=== WHAT NEEDS TO BE DONE ===
Draw out every line with the word "street" from the listing below.

=== RECORDS TO PROCESS ===
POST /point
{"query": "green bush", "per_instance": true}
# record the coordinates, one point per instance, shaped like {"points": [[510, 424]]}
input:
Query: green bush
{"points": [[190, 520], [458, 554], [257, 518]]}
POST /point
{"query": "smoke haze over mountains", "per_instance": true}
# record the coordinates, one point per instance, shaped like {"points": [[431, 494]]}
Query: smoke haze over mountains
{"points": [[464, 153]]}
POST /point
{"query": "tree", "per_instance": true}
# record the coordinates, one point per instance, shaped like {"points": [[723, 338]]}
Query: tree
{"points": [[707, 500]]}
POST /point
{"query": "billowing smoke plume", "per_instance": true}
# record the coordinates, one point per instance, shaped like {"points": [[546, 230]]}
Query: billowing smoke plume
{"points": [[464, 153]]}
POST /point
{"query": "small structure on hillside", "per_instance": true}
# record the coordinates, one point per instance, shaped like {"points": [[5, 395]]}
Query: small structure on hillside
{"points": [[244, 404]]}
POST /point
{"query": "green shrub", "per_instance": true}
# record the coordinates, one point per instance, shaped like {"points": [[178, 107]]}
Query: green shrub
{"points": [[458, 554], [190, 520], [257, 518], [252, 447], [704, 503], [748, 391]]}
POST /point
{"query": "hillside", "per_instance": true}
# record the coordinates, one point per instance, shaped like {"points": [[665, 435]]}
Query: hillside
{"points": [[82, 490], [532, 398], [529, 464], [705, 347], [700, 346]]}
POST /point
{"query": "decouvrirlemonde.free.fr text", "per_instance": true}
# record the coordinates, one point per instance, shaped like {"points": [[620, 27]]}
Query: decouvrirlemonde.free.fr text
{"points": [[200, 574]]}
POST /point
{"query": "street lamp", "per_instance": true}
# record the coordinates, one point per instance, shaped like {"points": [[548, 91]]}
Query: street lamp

=== EXERCISE RESPONSE ===
{"query": "street lamp", "per_instance": true}
Query: street lamp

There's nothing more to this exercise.